*DIRECTION 1*. Transcribe the records from the line with "Get the bounding box for tuft of grass." to the final line of the records.

The first fish is a near fish Ohio at 25.5". The 2nd fish is what I'm sure was a fish Ohio but can't verify because it was released before I could get a measurement. The 2nd fish was significantly larger than the first one though.


----------



## Raylaser (Apr 8, 2015)

Couple of Fat Mamas there Tribe!! Nice job!


----------



## walleye28 (May 13, 2013)

AtticaFish said:


> Congrats on the big fish you've been getting. Love seeing the FO reports and pics. Looks like a nice clean/healthy cat. I caught another FO bluegill the other evening but didn't have my phone or camera.


Yeah which is what made me think about it not being a transplant. It had the color of a clean water catfish as the pond I was at is crystal clear. I could see no previous hook marks as well so who knows the origin of the fish. Regardless one of the best catfish I have ever caught made my top 5 fish I have ever caught in Ohio .


----------



## fisherboy (Sep 17, 2012)

Managed to catch a FO crappie tonight using a small jig. 13.5" long but kind of skinny. If I mentioned the location you would laugh. I have never seen anyone fish there in the last 4 years. I usually fish at the spot whenever I drive by for 15 minutes on my way to another pond or on my way home. The area is only enough room for 1 person (2 if you like to fish shoulder to shoulder.) Caught a LB also & that was it. But glad I stopped for 30 minutes. The other spot was very slow.

Now have my 4 species for the year. (WE, WB, Sheephead & Crappie) Always glad to get the master award from the DNR. But if I am correct I received a Master Certificate from the State for last year a month ago. Don't believe they ever did that before.


----------



## Raylaser (Apr 8, 2015)

Way to go Fisherboy!! Gotta love those outta the way places that no one would think to fish and especially when they produce like that!


----------



## Fisherman 3234 (Sep 8, 2008)

Fisheboy did you only get a certificate? I got mine from last year and only got a certificate and no master angler pin. I wonder if they changed it???


----------



## Flathead76 (May 2, 2010)

Fisherman 3234 said:


> Fisheboy did you only get a certificate? I got mine from last year and only got a certificate and no master angler pin. I wonder if they changed it???


You should have got your master angler pin before the certificate.


----------



## TJ Arfons (Mar 4, 2016)

Great fish!


----------



## AtticaFish (Nov 23, 2008)

Got another Fish Ohio today. This rockbass hit the 10" mark just barely. So far, all my big fish have come from upgrounds...... don't ever let anyone tell you there is not any decent fish in these UG's.


----------



## laynhardwood (Dec 27, 2009)

Up grounds are loaded because most people don't know how to catch fish in ultra clear water


----------



## freshwaterexperience (May 23, 2014)

Awesome!!!


----------



## crown419 (Oct 10, 2015)

41 pound 40 inch flathead


----------



## crown419 (Oct 10, 2015)




----------



## Lynxis (Sep 21, 2009)

Got 2 27's and 2 25's at Bresler on 6/3.


----------



## Raylaser (Apr 8, 2015)

crown419 said:


> 41 pound 40 inch flathead


Dude, that's a beast of a fish!! Nice job brother!


----------



## crown419 (Oct 10, 2015)

Thanks man, she was a beautiful fish...catch photo release with these monsters as always!

*RECORDS SUPPLIED*.
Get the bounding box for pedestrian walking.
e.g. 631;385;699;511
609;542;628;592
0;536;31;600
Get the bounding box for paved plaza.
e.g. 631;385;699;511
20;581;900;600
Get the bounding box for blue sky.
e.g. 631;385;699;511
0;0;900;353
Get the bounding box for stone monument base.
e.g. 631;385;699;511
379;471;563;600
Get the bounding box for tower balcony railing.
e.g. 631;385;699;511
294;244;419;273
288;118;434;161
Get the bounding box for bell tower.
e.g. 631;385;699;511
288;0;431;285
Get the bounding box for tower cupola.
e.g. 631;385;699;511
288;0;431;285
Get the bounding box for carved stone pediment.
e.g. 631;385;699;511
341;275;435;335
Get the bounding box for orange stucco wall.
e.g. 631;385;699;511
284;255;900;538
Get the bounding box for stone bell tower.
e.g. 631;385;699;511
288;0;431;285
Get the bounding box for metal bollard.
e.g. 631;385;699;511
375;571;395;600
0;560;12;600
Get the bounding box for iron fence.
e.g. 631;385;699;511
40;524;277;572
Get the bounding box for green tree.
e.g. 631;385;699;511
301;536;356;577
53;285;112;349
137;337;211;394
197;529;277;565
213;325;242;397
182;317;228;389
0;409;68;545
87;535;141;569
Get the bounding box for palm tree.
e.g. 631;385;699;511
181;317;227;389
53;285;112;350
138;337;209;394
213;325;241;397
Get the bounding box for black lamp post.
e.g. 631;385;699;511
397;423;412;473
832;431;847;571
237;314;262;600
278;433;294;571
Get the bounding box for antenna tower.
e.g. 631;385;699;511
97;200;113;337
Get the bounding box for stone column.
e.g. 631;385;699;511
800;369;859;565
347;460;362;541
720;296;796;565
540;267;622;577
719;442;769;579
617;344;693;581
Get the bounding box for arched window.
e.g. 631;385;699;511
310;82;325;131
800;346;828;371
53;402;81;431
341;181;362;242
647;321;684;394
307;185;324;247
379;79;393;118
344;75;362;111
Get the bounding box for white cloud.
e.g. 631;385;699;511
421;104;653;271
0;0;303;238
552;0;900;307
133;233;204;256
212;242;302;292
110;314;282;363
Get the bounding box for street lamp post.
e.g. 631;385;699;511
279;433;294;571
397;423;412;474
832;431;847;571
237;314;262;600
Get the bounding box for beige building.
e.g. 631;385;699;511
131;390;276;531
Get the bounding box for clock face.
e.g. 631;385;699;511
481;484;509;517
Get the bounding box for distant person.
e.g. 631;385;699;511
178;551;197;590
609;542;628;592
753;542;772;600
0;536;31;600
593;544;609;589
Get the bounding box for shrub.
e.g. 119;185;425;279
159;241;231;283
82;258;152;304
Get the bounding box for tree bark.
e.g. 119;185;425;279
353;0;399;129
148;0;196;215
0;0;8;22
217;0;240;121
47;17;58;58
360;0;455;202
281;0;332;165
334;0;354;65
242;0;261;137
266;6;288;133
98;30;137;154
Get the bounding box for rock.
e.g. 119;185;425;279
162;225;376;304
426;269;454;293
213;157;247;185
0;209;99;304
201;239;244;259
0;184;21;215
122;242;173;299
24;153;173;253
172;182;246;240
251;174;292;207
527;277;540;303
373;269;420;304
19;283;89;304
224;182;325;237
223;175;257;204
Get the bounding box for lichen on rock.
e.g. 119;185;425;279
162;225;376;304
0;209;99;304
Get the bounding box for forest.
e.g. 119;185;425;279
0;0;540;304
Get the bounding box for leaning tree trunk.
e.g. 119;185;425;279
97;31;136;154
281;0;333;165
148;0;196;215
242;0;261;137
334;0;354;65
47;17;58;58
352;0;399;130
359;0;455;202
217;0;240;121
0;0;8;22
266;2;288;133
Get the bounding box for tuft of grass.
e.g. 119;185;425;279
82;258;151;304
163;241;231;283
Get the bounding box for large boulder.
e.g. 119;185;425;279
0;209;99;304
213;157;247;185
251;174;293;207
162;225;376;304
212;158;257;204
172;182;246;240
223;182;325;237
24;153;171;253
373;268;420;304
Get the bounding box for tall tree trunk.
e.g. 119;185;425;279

*DIRECTION 2*. Reproduce the fishing thread above word for word, from "Now have my" to "did that before.".

*FULL OUTPUT 1*.
Get the bounding box for tuft of grass.
e.g. 119;185;425;279
82;258;151;304
163;241;231;283
Get the bounding box for large boulder.
e.g. 119;185;425;279
0;209;99;304
213;157;247;185
251;174;293;207
162;225;376;304
212;158;257;204
172;182;246;240
223;182;325;237
24;153;171;253
373;268;420;304
Get the bounding box for tall tree trunk.
e.g. 119;185;425;279

*FULL OUTPUT 2*.
Now have my 4 species for the year. (WE, WB, Sheephead & Crappie) Always glad to get the master award from the DNR. But if I am correct I received a Master Certificate from the State for last year a month ago. Don't believe they ever did that before.